**Stated goal a**
Return each line of the records that contains the word "blue", matching case exactly.

**Document excerpt**
____

I'm happy with Safari and have no intentions to switch.
Read this one:
http://daringfireball.net/2008/04/firefox_3_safari_3
Ok, I'm reading your link. It says first and foremost that Firefox3 does not get 'lighter' when it's in the background--that it's always DARK unlike Safari and that the Firefox theming engine won't allow it to. Um... either that changed since he tried the BETA (as in it's not the final release) or he's just plain wrong. I'm using FF3 right now and if I put it in the background, it goes light just like Safari with the default theme.
I wasn't even aware there was a dictionary feature for Safari. I'll have to try that out. I wouldn't be surprised if there was an add-on to support something similar, though. I've never even considered it before. Let's see...yup right off the bat here's one:
https://addons.mozilla.org/en-US/firefox/addon/68
It goes on and on and on about the page load progress indicator being "a total win for Safari" even though the "Fission" add-on for Firefox3 gives it the same functionality. I guess the reviewer didn't really look into what Firefox is capable of doing with a little customization. What he fails to realize is that Firefox's design has always been to let extensions handle custom features. And you have to admit a dictionary while useful isn't exactly directly related to web browsing itself. Safari is set up to use MacOSX features whereas Firefox is designed to run on several platforms, not all of which look and/or act like a Mac. And yet with a few clicks you can make it look and behave almost identical to Safari if that happens to be your cup of tea.

____

**Dataset content**

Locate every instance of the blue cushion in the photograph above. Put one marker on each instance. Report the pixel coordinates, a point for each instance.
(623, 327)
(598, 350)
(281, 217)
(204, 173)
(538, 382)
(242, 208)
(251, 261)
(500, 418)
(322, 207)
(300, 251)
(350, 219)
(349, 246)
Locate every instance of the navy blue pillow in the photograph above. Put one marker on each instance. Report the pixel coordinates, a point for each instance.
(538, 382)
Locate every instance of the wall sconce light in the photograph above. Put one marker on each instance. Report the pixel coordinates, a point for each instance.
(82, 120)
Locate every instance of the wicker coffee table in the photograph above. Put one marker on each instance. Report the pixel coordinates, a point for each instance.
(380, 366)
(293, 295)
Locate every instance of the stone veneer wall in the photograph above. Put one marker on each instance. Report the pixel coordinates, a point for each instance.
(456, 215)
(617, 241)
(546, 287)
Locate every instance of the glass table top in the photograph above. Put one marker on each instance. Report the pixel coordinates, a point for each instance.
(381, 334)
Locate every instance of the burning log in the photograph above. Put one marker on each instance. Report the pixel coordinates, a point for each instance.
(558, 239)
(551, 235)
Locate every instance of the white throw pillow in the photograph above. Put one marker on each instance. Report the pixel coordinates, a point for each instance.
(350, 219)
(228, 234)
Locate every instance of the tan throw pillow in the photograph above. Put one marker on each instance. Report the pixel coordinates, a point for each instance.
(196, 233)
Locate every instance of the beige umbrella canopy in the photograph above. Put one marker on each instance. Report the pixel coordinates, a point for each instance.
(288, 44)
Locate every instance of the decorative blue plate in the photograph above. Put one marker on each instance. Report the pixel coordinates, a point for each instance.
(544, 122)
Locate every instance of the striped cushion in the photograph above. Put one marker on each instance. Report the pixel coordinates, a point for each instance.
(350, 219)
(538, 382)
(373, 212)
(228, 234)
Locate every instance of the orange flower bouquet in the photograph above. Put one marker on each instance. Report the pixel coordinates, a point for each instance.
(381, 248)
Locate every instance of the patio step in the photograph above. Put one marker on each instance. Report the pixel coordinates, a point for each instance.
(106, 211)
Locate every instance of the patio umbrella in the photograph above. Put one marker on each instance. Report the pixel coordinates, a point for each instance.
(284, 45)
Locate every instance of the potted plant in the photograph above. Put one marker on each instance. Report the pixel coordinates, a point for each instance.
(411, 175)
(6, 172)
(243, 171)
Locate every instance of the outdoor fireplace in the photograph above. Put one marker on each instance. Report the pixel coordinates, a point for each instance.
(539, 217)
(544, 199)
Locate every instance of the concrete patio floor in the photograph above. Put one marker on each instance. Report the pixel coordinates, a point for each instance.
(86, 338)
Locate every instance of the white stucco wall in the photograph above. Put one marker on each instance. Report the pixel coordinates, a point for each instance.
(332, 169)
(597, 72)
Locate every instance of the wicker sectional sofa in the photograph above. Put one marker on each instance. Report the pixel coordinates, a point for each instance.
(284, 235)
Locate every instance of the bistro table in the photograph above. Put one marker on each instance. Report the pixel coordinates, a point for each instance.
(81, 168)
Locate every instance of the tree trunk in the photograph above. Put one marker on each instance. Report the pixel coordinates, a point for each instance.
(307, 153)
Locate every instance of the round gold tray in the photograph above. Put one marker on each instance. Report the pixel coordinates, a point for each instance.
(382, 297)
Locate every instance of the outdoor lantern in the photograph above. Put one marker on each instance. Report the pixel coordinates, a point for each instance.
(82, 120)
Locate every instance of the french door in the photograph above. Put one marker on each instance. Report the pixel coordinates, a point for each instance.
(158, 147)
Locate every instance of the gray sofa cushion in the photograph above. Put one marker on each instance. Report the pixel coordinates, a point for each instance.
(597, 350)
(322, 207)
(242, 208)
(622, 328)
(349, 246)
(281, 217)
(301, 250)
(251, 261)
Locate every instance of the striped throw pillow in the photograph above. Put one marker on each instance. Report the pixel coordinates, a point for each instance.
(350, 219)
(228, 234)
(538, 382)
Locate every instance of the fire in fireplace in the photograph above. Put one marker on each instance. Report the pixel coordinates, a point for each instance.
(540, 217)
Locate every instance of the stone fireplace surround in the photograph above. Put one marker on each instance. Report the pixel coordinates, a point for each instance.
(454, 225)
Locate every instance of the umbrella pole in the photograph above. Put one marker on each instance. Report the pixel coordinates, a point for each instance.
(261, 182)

____

**Stated goal b**
Set down, word for word, the passage of the Firefox and Safari post above that begins at the words "I'm happy with" and stops after "the default theme.".

**Task result a**
Locate every instance of the blue cushion in the photograph above. Put one marker on each instance. Report the pixel coordinates, a point for each instance.
Locate every instance of the navy blue pillow in the photograph above. Put one marker on each instance. Report the pixel coordinates, a point for each instance.
Locate every instance of the decorative blue plate in the photograph above. Put one marker on each instance. Report the pixel coordinates, a point for each instance.

**Task result b**
I'm happy with Safari and have no intentions to switch.
Read this one:
http://daringfireball.net/2008/04/firefox_3_safari_3
Ok, I'm reading your link. It says first and foremost that Firefox3 does not get 'lighter' when it's in the background--that it's always DARK unlike Safari and that the Firefox theming engine won't allow it to. Um... either that changed since he tried the BETA (as in it's not the final release) or he's just plain wrong. I'm using FF3 right now and if I put it in the background, it goes light just like Safari with the default theme.